▼
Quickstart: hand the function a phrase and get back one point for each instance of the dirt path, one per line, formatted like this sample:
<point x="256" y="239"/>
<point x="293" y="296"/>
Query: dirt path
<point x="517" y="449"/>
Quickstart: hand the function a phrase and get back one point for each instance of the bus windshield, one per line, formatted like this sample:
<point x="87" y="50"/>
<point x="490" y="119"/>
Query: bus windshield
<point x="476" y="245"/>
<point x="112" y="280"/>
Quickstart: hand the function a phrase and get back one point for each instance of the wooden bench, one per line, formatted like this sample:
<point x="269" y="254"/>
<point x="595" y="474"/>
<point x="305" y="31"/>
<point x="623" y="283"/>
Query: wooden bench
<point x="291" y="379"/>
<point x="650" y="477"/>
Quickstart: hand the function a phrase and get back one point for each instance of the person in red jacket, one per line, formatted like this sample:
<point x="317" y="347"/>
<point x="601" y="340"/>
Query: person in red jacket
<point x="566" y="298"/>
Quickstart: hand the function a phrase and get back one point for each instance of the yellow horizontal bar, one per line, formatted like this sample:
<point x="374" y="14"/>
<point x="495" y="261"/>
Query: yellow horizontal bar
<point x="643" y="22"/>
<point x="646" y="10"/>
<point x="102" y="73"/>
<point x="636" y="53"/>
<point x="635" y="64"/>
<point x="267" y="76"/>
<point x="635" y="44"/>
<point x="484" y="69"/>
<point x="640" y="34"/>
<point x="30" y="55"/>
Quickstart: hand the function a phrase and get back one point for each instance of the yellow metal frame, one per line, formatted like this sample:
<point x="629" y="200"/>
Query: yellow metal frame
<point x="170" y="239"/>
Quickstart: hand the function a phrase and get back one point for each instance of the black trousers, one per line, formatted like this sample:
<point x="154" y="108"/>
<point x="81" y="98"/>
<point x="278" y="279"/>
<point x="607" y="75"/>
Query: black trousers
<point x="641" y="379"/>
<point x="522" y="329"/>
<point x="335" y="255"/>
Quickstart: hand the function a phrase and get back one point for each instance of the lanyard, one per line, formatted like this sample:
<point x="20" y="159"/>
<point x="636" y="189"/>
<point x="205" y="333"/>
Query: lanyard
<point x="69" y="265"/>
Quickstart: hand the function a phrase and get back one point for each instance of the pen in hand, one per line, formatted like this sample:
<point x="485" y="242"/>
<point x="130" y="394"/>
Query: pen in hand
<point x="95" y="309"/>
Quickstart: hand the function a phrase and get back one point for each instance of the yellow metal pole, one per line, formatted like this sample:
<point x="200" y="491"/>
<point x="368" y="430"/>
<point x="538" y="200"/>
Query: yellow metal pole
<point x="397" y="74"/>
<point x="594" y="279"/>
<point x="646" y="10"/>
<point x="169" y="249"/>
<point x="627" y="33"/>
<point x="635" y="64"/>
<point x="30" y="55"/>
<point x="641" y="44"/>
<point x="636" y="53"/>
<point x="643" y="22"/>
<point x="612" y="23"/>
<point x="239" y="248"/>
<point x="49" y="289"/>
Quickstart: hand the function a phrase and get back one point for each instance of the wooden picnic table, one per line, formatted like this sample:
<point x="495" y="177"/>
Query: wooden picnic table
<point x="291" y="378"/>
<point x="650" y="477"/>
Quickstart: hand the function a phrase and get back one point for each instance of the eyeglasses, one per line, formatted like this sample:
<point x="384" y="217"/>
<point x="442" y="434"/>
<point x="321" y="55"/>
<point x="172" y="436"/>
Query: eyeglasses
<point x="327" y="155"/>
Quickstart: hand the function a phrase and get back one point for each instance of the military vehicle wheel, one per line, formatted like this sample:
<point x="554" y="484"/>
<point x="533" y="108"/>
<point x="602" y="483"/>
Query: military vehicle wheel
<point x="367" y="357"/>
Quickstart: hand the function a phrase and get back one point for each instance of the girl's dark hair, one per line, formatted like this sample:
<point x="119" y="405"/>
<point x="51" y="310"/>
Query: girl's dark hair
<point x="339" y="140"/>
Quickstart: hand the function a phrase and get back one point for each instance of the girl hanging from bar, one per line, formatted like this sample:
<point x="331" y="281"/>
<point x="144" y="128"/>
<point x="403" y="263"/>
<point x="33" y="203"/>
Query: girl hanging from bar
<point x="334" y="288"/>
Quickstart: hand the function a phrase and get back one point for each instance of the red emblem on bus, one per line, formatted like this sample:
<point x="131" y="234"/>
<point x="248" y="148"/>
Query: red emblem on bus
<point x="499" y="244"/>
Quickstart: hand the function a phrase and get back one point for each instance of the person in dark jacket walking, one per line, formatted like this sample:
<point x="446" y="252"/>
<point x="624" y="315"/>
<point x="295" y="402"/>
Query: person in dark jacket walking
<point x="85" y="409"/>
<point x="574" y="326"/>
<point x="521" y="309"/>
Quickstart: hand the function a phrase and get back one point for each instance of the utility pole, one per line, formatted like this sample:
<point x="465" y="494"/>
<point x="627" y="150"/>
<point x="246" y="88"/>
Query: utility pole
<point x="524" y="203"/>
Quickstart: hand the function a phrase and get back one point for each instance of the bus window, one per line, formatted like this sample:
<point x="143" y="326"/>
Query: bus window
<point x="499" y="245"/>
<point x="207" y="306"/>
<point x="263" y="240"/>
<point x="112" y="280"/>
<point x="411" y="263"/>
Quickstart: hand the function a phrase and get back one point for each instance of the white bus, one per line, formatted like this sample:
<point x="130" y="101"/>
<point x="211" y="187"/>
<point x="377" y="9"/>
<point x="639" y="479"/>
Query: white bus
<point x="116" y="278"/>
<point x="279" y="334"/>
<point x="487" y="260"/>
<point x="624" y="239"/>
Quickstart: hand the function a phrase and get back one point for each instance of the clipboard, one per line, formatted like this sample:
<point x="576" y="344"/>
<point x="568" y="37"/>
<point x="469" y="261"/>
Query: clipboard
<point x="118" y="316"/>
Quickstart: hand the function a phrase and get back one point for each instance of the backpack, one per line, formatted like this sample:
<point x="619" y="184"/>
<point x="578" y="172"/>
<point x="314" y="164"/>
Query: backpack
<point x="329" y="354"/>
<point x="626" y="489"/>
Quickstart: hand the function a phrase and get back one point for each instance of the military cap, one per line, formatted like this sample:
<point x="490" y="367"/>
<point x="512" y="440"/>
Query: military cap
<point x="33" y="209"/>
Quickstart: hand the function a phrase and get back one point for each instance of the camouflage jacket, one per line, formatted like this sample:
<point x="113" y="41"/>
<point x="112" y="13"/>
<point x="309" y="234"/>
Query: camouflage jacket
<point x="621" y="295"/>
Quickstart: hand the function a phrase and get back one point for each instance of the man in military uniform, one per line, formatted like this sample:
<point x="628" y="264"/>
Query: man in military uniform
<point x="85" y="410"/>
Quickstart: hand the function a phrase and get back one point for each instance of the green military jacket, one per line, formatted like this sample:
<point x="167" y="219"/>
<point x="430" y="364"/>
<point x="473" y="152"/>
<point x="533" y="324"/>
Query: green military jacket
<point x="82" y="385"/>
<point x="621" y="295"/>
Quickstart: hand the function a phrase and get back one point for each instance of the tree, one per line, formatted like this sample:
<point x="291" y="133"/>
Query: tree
▲
* What to do:
Reproduce each entry above without a single difference.

* Final answer:
Quickstart: hand the function a phrase and get back one point for each instance of the dirt path, one per line, formatted like this sample:
<point x="256" y="239"/>
<point x="293" y="296"/>
Query: dirt path
<point x="517" y="449"/>
Quickstart: hand the function a phrase and get back one point for each instance of the bus windshield, one per line, formatted like this sample:
<point x="87" y="50"/>
<point x="490" y="119"/>
Query: bus windshield
<point x="476" y="245"/>
<point x="112" y="280"/>
Quickstart: hand the function a phrase and get back one point for each instance of the wooden bench, one per line, formatted like this sample:
<point x="269" y="254"/>
<point x="595" y="474"/>
<point x="305" y="31"/>
<point x="623" y="283"/>
Query: wooden bench
<point x="291" y="379"/>
<point x="650" y="477"/>
Quickstart: hand the function a phrase and get back one point for each instance of the person in red jacket, one per line, formatted like this sample:
<point x="317" y="347"/>
<point x="601" y="340"/>
Query: person in red jacket
<point x="566" y="298"/>
Quickstart: hand the function a phrase and get back one point for each instance of the yellow horizontal bar, one per line, formatted like this sample:
<point x="374" y="14"/>
<point x="495" y="261"/>
Query: yellow horizontal bar
<point x="643" y="22"/>
<point x="646" y="10"/>
<point x="102" y="73"/>
<point x="636" y="53"/>
<point x="635" y="64"/>
<point x="267" y="76"/>
<point x="635" y="44"/>
<point x="484" y="69"/>
<point x="640" y="34"/>
<point x="30" y="55"/>
Quickstart: hand the function a phrase and get back one point for each instance of the yellow metal frame, one per line, formatted like this sample:
<point x="629" y="200"/>
Query: yellow metal frame
<point x="170" y="239"/>
Quickstart: hand the function a phrase and get back one point for each instance of the black trousers, one per line, formatted like this sample:
<point x="154" y="108"/>
<point x="81" y="98"/>
<point x="278" y="279"/>
<point x="607" y="75"/>
Query: black trousers
<point x="641" y="379"/>
<point x="522" y="329"/>
<point x="335" y="255"/>
Quickstart: hand the function a phrase and get back one point for each instance of the lanyard, one per line, formatted like this sample:
<point x="20" y="159"/>
<point x="636" y="189"/>
<point x="205" y="333"/>
Query: lanyard
<point x="69" y="265"/>
Quickstart: hand the function a phrase and get back one point for each instance of the pen in hand, one per line, formatted like this sample:
<point x="485" y="242"/>
<point x="130" y="394"/>
Query: pen in hand
<point x="95" y="309"/>
Quickstart: hand the function a phrase and get back one point for each instance of the yellow metal pole, one per line, formatted like this sample:
<point x="200" y="491"/>
<point x="368" y="430"/>
<point x="538" y="200"/>
Query: yellow metal pole
<point x="397" y="74"/>
<point x="594" y="279"/>
<point x="646" y="10"/>
<point x="169" y="249"/>
<point x="627" y="33"/>
<point x="635" y="64"/>
<point x="30" y="55"/>
<point x="641" y="44"/>
<point x="636" y="53"/>
<point x="643" y="22"/>
<point x="612" y="23"/>
<point x="239" y="248"/>
<point x="49" y="289"/>
Quickstart: hand the function a phrase and get back one point for each instance of the wooden picnic table, one per line, formatted like this sample:
<point x="495" y="177"/>
Query: wooden picnic table
<point x="291" y="378"/>
<point x="650" y="477"/>
Quickstart: hand the function a phrase and get back one point for each instance of the eyeglasses, one per line, formatted like this sample:
<point x="384" y="217"/>
<point x="442" y="434"/>
<point x="321" y="55"/>
<point x="172" y="436"/>
Query: eyeglasses
<point x="327" y="155"/>
Quickstart: hand the function a phrase and get back one point for each instance of the military vehicle wheel, one per line, formatted like this sample:
<point x="554" y="484"/>
<point x="533" y="108"/>
<point x="602" y="483"/>
Query: military vehicle wheel
<point x="367" y="357"/>
Quickstart: hand the function a phrase and get back one point for each instance of the girl's dark hair, one per line, formatted like this sample:
<point x="119" y="405"/>
<point x="51" y="310"/>
Query: girl's dark hair
<point x="339" y="140"/>
Quickstart: hand the function a phrase and get back one point for each instance of the girl hanging from bar, one per line, formatted like this sample:
<point x="331" y="281"/>
<point x="144" y="128"/>
<point x="403" y="263"/>
<point x="33" y="203"/>
Query: girl hanging from bar
<point x="334" y="288"/>
Quickstart: hand the function a phrase and get back one point for each instance of the red emblem on bus, one per line, formatted like this sample:
<point x="131" y="234"/>
<point x="248" y="148"/>
Query: red emblem on bus
<point x="499" y="244"/>
Quickstart: hand the function a phrase and get back one point for each instance of the person in dark jacket walking, one per line, formatted like this sample:
<point x="446" y="252"/>
<point x="624" y="315"/>
<point x="295" y="402"/>
Query: person in dark jacket walking
<point x="85" y="409"/>
<point x="574" y="326"/>
<point x="521" y="309"/>
Quickstart: hand the function a phrase and get back one point for each instance of the utility pole, one per line, formatted like this sample:
<point x="465" y="494"/>
<point x="627" y="150"/>
<point x="246" y="88"/>
Query: utility pole
<point x="524" y="203"/>
Quickstart: hand the function a phrase and get back one point for each instance of the bus window, one per line, formatted like this sample:
<point x="143" y="326"/>
Query: bus window
<point x="499" y="245"/>
<point x="207" y="306"/>
<point x="263" y="240"/>
<point x="112" y="280"/>
<point x="411" y="263"/>
Quickstart: hand the function a phrase and get back one point for each instance of the white bus, one per line, formatted like this sample:
<point x="130" y="101"/>
<point x="211" y="187"/>
<point x="377" y="9"/>
<point x="639" y="479"/>
Query: white bus
<point x="116" y="278"/>
<point x="279" y="334"/>
<point x="487" y="260"/>
<point x="624" y="239"/>
Quickstart: hand the function a phrase and get back one point for each instance of the clipboard, one per line, formatted like this sample:
<point x="576" y="344"/>
<point x="568" y="37"/>
<point x="469" y="261"/>
Query: clipboard
<point x="118" y="316"/>
Quickstart: hand the function a phrase and get back one point for each instance of the backpack, one per line, formatted like this sample:
<point x="619" y="184"/>
<point x="578" y="172"/>
<point x="314" y="164"/>
Query: backpack
<point x="329" y="354"/>
<point x="626" y="489"/>
Quickstart: hand the function a phrase and get back one point for each instance of the military cap, one per line, formatted like this sample:
<point x="490" y="367"/>
<point x="512" y="440"/>
Query: military cap
<point x="33" y="209"/>
Quickstart: hand the function a phrase and get back one point for each instance of the camouflage jacket, one per line, formatted like this sample:
<point x="113" y="41"/>
<point x="112" y="13"/>
<point x="309" y="234"/>
Query: camouflage jacket
<point x="621" y="295"/>
Quickstart: hand the function a phrase and get back one point for each instance of the man in military uniform, one per line, formatted like this sample:
<point x="628" y="264"/>
Query: man in military uniform
<point x="85" y="410"/>
Quickstart: hand the function a phrase and get back one point for each instance of the green military jacket, one per line, formatted like this sample:
<point x="167" y="219"/>
<point x="430" y="364"/>
<point x="473" y="152"/>
<point x="533" y="324"/>
Query: green military jacket
<point x="82" y="385"/>
<point x="621" y="295"/>
Quickstart: hand the function a phrase and get back one point for each instance of the tree, one per line, formatted like this sample:
<point x="291" y="133"/>
Query: tree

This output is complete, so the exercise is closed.